Text Encoding Conversion Manager (TEC) in the CarbonCore sub-framework of CoreServices Release Notes for Mac OS X v10.4

Introduction

The internals of the Unicode Converter have been mostly rewritten. The encodings it supports are now divided into a directly-supported core set (including Mac OS platform encodings and most CJK encodings) and an additional set that is supported using the ICU encoding converters. Some new encodings are supported, both in the core set and via the ICU converters, and mappings for previously-supported encodings have been updated.

The Text Encoding Converter’s algorithmic converters for ISO-2022 and HZ can now convert directly to and from Unicode for improved fidelity and performance.

Both the Unicode Converter and the Text Encoding Converter are much faster at creating converter objects, and substantially faster at converting text in most cases.

There are several improvements and fixes for support of non-BMP Unicode characters, support of byte-order mark, and handling of offsets (Unicode Converter). The data returned by TECGetWebEncodings and TECGetMailEncodings has been updated. The localized encoding names returned by GetTextEncodingName have been significantly improved.

Version

As before, version information is obtained by calling TECGetInfo, which returns a handle to a newly-created TECInfo struct with various fields.

The TEC version is now 2.0; this is in the tecVersion field as 0x0200 (BCD form).
The information in the tecLowestTEFileVersion and tecHighestTEFileVersion fields is now correct (it was wrong in previous versions of Mac OS X).

Interface file changes

Updated TextEncodingVariant constants for Unicode (TextCommon.h)

Since Mac OS X 10.2 Jaguar, ConvertFromUnicodeToText has supported conversion from arbitrary UTF16 /UTF8 to normalized UTF16. Normalized forms include NFD (decomposed) and NFC (composed) as defined by the Unicode Standard, as well as HFSPlus variants of these which do not decompose or normalize for Unicode characters in the ranges 2000-2FFF, F900-FAFF, 2F800-2FAFF. When converting between non-Unicode encodings and Unicode using ConvertFromTextToUnicode and ConvertFromUnicodeToText, the default NoSubset variant of Unicode that is supported for all such operations is equivalent to the HFSPlusComp variant. Ever since Mac OS 8.1, ConvertFromTextToUnicode and ConvertFromUnicodeToText have also supported direct conversion between a subset of non-Unicode encodings (Mac OS encodings and some other CJK encodings) and the HFSPlusDecomp variant of Unicode. The constants that have been used to designate Unicode variants for these operations have been used in ambiguous ways.

*Excerpted records*.
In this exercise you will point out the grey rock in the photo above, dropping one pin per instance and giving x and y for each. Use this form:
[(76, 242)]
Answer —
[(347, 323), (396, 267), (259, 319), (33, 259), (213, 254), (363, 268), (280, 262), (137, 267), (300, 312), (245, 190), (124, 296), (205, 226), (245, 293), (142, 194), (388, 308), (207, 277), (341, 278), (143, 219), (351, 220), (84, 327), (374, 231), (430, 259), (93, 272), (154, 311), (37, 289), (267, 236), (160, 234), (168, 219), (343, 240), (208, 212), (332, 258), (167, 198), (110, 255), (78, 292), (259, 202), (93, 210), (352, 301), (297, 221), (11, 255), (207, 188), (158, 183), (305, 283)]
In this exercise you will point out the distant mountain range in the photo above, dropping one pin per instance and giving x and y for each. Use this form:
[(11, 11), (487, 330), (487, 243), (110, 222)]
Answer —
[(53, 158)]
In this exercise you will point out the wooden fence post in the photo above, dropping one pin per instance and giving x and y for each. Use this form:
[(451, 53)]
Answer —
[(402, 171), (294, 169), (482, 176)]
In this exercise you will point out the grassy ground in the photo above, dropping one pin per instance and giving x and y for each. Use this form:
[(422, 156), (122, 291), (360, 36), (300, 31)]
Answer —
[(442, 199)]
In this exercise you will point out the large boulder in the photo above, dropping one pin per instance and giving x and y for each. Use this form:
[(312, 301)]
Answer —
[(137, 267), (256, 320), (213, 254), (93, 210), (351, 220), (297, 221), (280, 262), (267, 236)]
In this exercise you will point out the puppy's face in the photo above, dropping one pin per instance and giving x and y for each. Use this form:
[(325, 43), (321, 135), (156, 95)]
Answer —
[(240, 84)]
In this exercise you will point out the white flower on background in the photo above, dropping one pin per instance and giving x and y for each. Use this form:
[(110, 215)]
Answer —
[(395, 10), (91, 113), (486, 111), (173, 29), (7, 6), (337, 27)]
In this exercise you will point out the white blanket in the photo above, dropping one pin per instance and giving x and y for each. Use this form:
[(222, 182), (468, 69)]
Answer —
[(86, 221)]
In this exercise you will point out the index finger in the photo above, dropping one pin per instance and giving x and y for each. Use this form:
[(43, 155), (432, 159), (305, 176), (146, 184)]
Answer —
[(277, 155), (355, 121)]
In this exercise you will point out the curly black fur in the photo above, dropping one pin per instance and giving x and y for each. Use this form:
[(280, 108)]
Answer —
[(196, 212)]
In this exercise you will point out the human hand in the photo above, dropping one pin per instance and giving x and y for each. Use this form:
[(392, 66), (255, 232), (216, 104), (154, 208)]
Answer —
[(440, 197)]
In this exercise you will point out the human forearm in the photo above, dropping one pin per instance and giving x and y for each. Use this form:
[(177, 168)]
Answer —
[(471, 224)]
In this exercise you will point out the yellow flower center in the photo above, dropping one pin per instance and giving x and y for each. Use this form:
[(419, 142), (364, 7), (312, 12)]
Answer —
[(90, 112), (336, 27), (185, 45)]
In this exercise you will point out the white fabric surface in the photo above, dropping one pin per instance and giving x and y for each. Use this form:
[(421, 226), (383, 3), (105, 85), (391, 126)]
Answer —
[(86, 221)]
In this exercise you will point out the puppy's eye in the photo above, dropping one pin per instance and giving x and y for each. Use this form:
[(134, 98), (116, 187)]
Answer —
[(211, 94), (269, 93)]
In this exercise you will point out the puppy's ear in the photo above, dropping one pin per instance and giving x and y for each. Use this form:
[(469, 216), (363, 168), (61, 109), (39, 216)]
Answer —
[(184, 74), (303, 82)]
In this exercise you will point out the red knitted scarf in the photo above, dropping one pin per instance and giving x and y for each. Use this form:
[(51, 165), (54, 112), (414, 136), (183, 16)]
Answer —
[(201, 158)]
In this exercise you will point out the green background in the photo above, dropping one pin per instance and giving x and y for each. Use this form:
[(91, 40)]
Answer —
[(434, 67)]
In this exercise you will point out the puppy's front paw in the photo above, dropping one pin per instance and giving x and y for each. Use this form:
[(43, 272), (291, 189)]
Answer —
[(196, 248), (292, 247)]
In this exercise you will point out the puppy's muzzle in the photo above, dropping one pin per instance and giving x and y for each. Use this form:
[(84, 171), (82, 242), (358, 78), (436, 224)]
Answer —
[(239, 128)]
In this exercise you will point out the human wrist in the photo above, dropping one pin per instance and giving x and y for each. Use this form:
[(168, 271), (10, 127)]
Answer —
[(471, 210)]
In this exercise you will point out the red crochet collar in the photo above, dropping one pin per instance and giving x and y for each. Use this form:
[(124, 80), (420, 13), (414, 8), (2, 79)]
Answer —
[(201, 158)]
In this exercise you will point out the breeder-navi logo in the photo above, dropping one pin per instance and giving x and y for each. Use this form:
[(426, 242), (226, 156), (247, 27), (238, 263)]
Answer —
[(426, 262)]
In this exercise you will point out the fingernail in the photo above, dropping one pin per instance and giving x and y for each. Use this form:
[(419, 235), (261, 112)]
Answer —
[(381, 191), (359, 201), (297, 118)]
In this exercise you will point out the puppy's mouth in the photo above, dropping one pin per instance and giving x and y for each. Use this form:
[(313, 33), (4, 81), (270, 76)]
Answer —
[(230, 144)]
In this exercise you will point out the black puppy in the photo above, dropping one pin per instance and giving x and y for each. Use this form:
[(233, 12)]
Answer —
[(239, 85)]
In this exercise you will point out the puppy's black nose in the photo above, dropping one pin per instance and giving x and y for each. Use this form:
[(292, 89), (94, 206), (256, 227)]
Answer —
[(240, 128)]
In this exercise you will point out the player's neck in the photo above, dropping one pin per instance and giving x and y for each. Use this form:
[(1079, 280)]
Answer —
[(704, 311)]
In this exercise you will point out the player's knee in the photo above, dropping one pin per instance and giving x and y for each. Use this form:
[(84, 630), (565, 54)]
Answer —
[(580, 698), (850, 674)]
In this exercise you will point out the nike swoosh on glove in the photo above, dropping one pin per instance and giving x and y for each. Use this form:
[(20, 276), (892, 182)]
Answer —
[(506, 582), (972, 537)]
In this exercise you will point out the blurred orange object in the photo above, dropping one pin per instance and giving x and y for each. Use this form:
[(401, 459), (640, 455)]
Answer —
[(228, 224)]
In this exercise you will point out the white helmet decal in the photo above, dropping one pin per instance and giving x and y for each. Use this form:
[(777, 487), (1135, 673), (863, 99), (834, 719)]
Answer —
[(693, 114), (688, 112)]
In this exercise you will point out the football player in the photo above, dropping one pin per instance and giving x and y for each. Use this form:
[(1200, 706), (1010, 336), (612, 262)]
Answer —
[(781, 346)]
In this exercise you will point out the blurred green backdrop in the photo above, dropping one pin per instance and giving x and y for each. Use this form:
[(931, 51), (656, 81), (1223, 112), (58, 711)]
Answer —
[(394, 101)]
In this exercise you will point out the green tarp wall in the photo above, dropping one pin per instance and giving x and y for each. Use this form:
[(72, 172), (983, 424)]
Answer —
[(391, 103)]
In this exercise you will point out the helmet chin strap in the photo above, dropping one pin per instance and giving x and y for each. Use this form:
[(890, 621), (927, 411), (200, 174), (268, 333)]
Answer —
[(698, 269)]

*Problem set*.
**1)** In the TEC release notes, what is the TEC version now?
**2)** Reproduce the TEC release notes from "Both the Unicode" to "of Mac OS X).".

*Solutions to each task*.
**1)** 2.0

**2)**
Both the Unicode Converter and the Text Encoding Converter are much faster at creating converter objects, and substantially faster at converting text in most cases.

There are several improvements and fixes for support of non-BMP Unicode characters, support of byte-order mark, and handling of offsets (Unicode Converter). The data returned by TECGetWebEncodings and TECGetMailEncodings has been updated. The localized encoding names returned by GetTextEncodingName have been significantly improved.

Version

As before, version information is obtained by calling TECGetInfo, which returns a handle to a newly-created TECInfo struct with various fields.

The TEC version is now 2.0; this is in the tecVersion field as 0x0200 (BCD form).
The information in the tecLowestTEFileVersion and tecHighestTEFileVersion fields is now correct (it was wrong in previous versions of Mac OS X).